Source data:
************

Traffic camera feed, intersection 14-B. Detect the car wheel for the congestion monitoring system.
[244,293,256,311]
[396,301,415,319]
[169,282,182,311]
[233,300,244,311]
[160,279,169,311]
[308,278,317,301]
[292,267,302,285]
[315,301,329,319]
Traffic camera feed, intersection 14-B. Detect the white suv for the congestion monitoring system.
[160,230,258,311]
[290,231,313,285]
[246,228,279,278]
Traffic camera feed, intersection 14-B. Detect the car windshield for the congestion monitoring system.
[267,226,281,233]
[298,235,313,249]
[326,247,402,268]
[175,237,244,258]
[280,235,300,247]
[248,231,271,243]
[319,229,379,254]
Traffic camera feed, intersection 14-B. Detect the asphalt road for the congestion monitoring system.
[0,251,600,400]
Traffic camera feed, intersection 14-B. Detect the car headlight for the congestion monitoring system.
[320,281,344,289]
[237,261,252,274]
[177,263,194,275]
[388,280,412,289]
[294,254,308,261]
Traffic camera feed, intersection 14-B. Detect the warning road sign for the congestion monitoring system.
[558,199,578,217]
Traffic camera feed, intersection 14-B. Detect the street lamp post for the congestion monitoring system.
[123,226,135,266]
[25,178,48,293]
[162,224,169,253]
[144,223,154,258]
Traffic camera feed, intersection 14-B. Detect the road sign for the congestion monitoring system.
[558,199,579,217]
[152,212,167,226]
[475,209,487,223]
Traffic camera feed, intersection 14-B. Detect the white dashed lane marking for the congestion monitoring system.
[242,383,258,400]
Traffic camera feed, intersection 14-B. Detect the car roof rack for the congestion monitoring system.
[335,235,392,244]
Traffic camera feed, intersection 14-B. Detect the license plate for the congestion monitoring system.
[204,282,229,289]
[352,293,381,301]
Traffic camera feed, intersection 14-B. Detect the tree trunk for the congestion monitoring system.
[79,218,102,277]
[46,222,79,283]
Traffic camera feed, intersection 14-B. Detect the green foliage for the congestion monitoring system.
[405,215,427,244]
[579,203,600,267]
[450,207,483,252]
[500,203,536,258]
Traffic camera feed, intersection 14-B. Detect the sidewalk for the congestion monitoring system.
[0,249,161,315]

************

What you are asked to do –
Output the lines of the data above exactly as they appear, from the line containing "Traffic camera feed, intersection 14-B. Detect the white suv" through the line containing "[0,251,600,400]", with both of those lines included.

Exercise response –
Traffic camera feed, intersection 14-B. Detect the white suv for the congestion monitoring system.
[160,230,258,311]
[290,231,313,285]
[246,228,279,278]
Traffic camera feed, intersection 14-B. Detect the car windshield for the congestion monitoring system.
[267,226,281,233]
[298,235,313,249]
[326,247,402,268]
[175,237,244,258]
[280,235,300,247]
[248,231,271,243]
[319,229,379,254]
Traffic camera feed, intersection 14-B. Detect the asphalt road for the congestion monitoring system.
[0,251,600,400]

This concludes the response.